> SHORT EXERCISE 1: In the coordinate problem excerpt, what output is given for N = 5, A = 1 and B = 10?

--- SELECTED EXTRACT ---

Given three integers N, A, and B. A person is standing at 0-th coordinate and moves A steps to the right in the first step, B steps to the left at the second step, and so on. The task is to find out at which coordinate he will be after N steps. 
Examples: 
 

Input: N = 3, A = 5 and B = 2 
Output:
5 to the right, 2 to the left and 5 to the right, hence the person will end at 8. 
Input: N = 5, A = 1 and B = 10 
Output: -17 
 

 

Approach: Since the person takes the odd number step to right and even the number of steps to the left, we have to find out the number difference in steps in either direction. Hence, the formula obtained will be thus: 
 


[((n+1)/2)*a - (n/2)*b]

Below is the implementation of the above approach: 
 

C++




// C++ program to find the last coordinate
// where it ends his journey
#include <bits/stdc++.h>
using namespace std;
  
// Function to return the last destination
int lastCoordinate(int n, int a, int b)
{
    return ((n + 1) / 2) * a - (n / 2) * b;
}
  
// Driver Code
int main()
{
    int n = 3, a = 5, b = 2;
    cout << lastCoordinate(n, a, b);
  
    return 0;
}

Java




// Java program to find the last coordinate
// where it ends his journey
import java.util.*;
  
class solution
{
  
// Function to return the last destination
static int lastCoordinate(int n, int a, int b)

--- MATERIAL PROVIDED ---

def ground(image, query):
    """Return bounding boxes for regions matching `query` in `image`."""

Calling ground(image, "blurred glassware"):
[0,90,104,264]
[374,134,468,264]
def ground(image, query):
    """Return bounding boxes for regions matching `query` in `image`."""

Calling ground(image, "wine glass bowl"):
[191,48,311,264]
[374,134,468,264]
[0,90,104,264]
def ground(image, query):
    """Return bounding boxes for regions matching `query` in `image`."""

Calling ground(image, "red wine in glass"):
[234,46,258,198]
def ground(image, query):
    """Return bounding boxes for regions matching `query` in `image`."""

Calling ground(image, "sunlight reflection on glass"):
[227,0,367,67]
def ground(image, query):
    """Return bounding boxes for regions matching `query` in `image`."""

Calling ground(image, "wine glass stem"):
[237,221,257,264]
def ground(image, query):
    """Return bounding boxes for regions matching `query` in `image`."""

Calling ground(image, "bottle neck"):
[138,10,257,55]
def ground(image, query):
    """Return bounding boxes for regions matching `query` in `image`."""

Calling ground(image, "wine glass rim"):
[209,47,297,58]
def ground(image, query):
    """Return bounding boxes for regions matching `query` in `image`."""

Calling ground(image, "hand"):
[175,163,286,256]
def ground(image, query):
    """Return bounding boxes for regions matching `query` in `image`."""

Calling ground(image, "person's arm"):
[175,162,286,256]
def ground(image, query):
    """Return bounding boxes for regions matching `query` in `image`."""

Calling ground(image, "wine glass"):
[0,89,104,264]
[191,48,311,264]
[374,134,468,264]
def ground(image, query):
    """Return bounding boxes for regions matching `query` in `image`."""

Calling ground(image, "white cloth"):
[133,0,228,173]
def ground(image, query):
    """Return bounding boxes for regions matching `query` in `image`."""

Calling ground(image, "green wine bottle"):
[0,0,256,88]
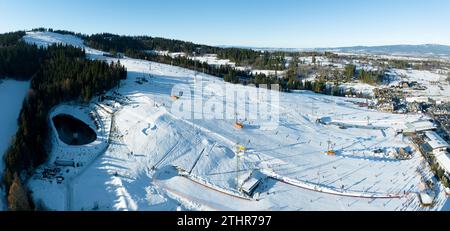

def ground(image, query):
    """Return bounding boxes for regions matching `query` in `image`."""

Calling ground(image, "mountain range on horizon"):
[220,44,450,58]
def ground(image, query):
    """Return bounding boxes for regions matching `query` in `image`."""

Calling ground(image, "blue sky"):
[0,0,450,48]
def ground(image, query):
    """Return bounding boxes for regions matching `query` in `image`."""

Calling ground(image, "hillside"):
[25,32,447,211]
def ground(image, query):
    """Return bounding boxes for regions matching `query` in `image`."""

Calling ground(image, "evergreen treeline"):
[0,35,126,210]
[0,31,25,48]
[0,42,45,80]
[85,33,286,70]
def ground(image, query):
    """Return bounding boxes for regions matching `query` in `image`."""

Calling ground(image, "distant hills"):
[317,44,450,58]
[222,44,450,58]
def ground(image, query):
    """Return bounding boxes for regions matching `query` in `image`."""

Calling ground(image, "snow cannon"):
[234,122,244,129]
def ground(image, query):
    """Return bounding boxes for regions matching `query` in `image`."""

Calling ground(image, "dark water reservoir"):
[52,114,97,145]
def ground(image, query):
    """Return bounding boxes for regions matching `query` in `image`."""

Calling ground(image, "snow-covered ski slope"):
[0,80,30,210]
[27,33,447,210]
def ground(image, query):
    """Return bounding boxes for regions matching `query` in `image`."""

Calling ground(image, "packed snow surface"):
[24,34,447,210]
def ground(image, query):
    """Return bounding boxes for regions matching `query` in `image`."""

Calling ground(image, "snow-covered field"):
[0,80,30,210]
[391,69,450,102]
[22,33,447,210]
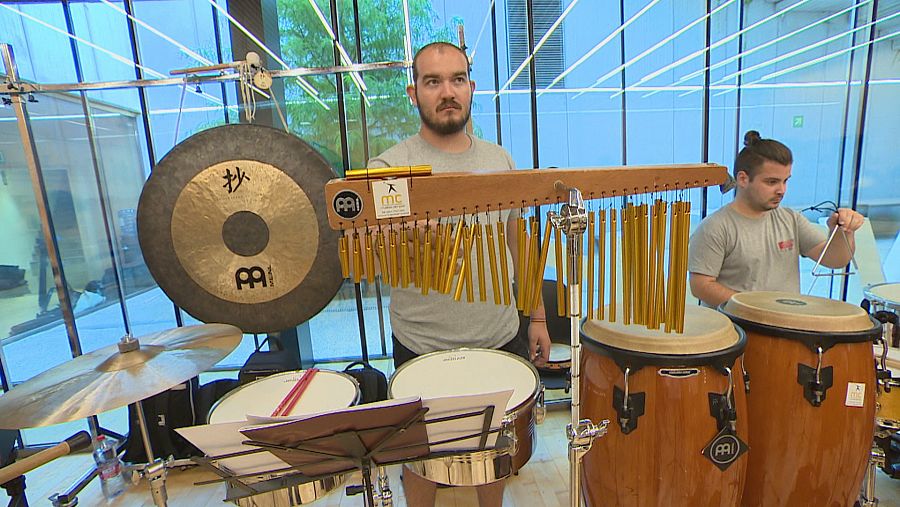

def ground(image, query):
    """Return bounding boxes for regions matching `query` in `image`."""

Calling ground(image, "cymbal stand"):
[550,181,609,507]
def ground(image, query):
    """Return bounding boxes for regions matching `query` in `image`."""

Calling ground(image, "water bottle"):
[94,435,125,499]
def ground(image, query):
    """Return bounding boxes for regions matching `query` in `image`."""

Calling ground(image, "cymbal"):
[0,324,242,429]
[137,124,342,333]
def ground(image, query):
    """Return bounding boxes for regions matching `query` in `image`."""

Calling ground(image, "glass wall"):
[0,0,900,442]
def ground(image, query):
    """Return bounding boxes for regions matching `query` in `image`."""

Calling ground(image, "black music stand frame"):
[193,405,508,507]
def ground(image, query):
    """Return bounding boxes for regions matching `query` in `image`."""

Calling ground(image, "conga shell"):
[581,307,748,507]
[723,292,879,507]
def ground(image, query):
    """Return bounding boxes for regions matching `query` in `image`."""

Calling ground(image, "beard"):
[419,100,472,136]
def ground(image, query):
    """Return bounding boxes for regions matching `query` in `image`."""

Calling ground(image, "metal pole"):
[0,44,89,435]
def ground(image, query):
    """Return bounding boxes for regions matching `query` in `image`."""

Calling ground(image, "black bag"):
[238,335,300,384]
[194,378,240,424]
[123,377,199,463]
[344,361,387,403]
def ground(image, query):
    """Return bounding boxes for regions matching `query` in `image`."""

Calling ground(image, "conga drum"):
[208,370,360,507]
[581,306,748,507]
[722,292,881,507]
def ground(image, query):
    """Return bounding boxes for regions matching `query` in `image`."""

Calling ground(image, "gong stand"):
[550,181,615,507]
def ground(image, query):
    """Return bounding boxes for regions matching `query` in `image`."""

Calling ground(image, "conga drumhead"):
[722,292,872,333]
[581,305,740,355]
[864,282,900,311]
[209,370,359,424]
[388,349,538,412]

---

> SHORT EXERCISE 2: Rewrite the records from their first line through the line that contains "[138,10,257,55]", putting "goblet" wherever "wine glass" appears and leaving everything else unchanged.

> FINAL ANSWER 1: -17

> FINAL ANSWER 2:
def ground(image, query):
    """Return bounding boxes for regions matching `query` in `image`."""

Calling ground(image, "blurred glassware"):
[0,90,104,264]
[374,134,468,264]
def ground(image, query):
    """Return bounding boxes for regions matching `query` in `image`."""

Calling ground(image, "goblet bowl"):
[191,48,311,264]
[374,134,468,264]
[0,90,104,264]
def ground(image, query):
    """Return bounding boxes for regions matching `query` in `image`."""

Calling ground(image, "red wine in glass"):
[234,46,258,198]
def ground(image, query):
    """Return bounding boxes for regions matching `query` in `image`."""

Calling ground(image, "sunlight reflection on glass"):
[227,0,367,67]
def ground(image, query):
    """Return bounding boxes for regions matching `query` in `image`."""

Calling ground(image, "goblet stem"):
[237,221,257,264]
def ground(image, query):
    """Return bounding boxes for regions matching `query` in `image`."""

Calling ground(image, "bottle neck"):
[138,10,257,55]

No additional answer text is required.